• INSTRUÇÕES DA TAREFA: Prossiga a redação da resolução sobre suspensão de anotação partidária por contas não prestadas a partir da última frase apresentada.

• TRECHO DA FONTE:
Resolução n.º 5798
CONSULTA. PARTIDO. SUSPENSÃO DE ANOTAÇÃO PARTIDÁRIA. CONTAS NÃO PRESTADAS. PRESCRIÇÃO.
Requisitos de Admissibilidade
1. Cabe à justiça eleitoral responder, sobre matéria eleitoral, às consultas que lhe forem feitas, em tese, por autoridade pública ou partido político, conforme art. 30, VIII do Código Eleitoral.
2. O consultante cumpriu todos os requisitos. Consulta conhecida.
Suspensão de Registro Partidário
3. A previsão da suspensão do registro partidário como sanção ao julgamento das contas como não prestadas já existia e estava em vigor antes da regulamentação do procedimento específico para tal fim, é perfeitamente cabível ações que tenham como objeto contas julgadas não prestadas com trânsito em julgado em data anterior a 03/12/2021.
4. Podem ser objeto do procedimento regulado pelo art. 54-N da Resolução nº 23.662/2021 as contas partidárias anuais do exercício de 2015 e 2018 em diante e das contas eleitorais de 2016 em diante, que tenham o trânsito em julgado a partir de 01/01/2015.
5. Não cabe a prescrição ou decadência das contas julgadas como não prestadas passíveis de serem objeto do procedimento de suspensão do órgão partidário, ante a ausência de previsão legal.
6. Consulta conhecida e respondida nos termos da fundamentação.
RESOLVEM os Juízes Membros do Tribunal Regional Eleitoral do Pará, à unanimidade, conhecer e responder a consulta, nos termos do voto da Relatora, a Juíza Rosa de Fátima Navegantes de Oliveira. Votaram com a Relatora o Desembargador José Maria Teixeira do Rosário, o Juiz Federal José Airton de Aguiar Portela e os Juízes Marcus Alan de Melo Gomes, Rafael Fecury Nogueira e Tiago Nasser Sefer. Presidiu o julgamento o Desembargador Leonam Gondim da Cruz Júnior.
Sala das Sessões do Tribunal Regional Eleitoral do Pará.
Belém, 12 de março de 2024.
Juíza Rosa de Fátima Navegantes de Oliveira
Relatora
PODER JUDICIÁRIO
TRIBUNAL REGIONAL ELEITORAL DO PARÁ
CONSULTA (11551) - 0600263-81.2023.6.14.0000 - Belém - PARÁ.
CONSULENTE: PARTIDO DOS TRABALHADORES DIRETÓRIO REGIONAL DO PARÁ.
RELATÓRIO
A Senhora Juíza Rosa de Fátima Navegantes de Oliveira: Trata-se de Consulta formulada pelo PARTIDO DOS TRABALHADORES- PT - Diretório Estadual do Pará (ID 21480919), referente ao tema “suspensão de anotação de instância partidária, especificamente sobre contas partidárias não prestadas e nova redação prescrita no art. 54-N da Resolução 23.662/2021”.

• DADOS FORNECIDOS:
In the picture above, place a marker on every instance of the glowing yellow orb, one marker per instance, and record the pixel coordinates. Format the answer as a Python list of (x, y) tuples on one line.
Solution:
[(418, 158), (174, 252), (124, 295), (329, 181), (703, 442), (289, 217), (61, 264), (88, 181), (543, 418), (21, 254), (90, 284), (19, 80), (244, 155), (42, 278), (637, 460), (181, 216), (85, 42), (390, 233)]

• RESULTADO FINAL:
Foram questionadas 3 (três) situações conforme se observam abaixo:
Diante das provocações em tese apontadas pelo requerente, o Ministério Público Eleitoral apresentou seu parecer (ID 21486272).
Em seguida, o setor técnico desta justiça especializada “ASCONT”, emitiu parecer técnico sobre as questões controvertidas (ID 21493969).
Por fim, os autos vieram conclusos para decisão (ID 21494119).
É o relatório.
VOTO
A Senhora Juíza Rosa de Fátima Navegantes de Oliveira (Relatora): Os requisitos para o processo de consulta estão presentes nos artigos 30, inciso VIII, do Código Eleitoral e no artigo 172 do Regimento Interno do TRE/PA, a saber:
Código Eleitoral:
Art. 30. Compete, ainda, privativamente, aos Tribunais Regionais:
VIII - responder, sobre matéria eleitoral, às consultas que lhe forem feitas, em tese, por autoridade pública ou partido político
Regimento Interno do TRE/PA:
Art. 172. O Tribunal responderá às consultas sobre matéria eleitoral formuladas em tese, por autoridade pública ou partido político, sendo vedada a sua apreciação durante o processo eleitoral.
Consequentemente, as consultas formuladas à Justiça Eleitoral devem atender aos seguintes requisitos:
a) Tratar a consulta sobre matéria eleitoral formuladas em tese;
b) Ser realizada por autoridade pública ou partido político; e,
c) As consultas não poderão ser apreciadas durante o processo eleitoral.
No caso ora em exame, a Consulta preenche todos os requisitos elencados pela legislação:
a) Trata-se de pergunta atinentes à matéria eleitoral formulada em tese e de maneira genérica, uma vez que não se pode relacionar as perguntas feitas com algum caso concreto em específico;
b) Foi realizada por parte legítima: o diretório estadual do Partido dos Trabalhadores - PT;
c) A parte protocolou o pedido de Consulta em período não eleitoral;
Dessa maneira, visto que todos os pressupostos de admissibilidade estão presentes, a consulta em tela deve ser conhecida.
Isso posto, passamos à análise do mérito.
O partido consulente busca esclarecimento a respeito de 3 (três) perguntas:
1) Tendo essa Resolução do TSE que criou a possibilidade da apresentação do requerimento de suspensão da anotação da instância partidária entrado em vigor em 18 de novembro de 2021, o requerimento previsto no art. 54-N poderá ter por objeto Prestações de Contas julgadas como não prestadas com trânsito em julgado em data anterior a edição dessa norma (aplicação retroativa), ou poderá ser aplicada apenas em relação aquelas que transitarem em julgado em data posterior àquela data?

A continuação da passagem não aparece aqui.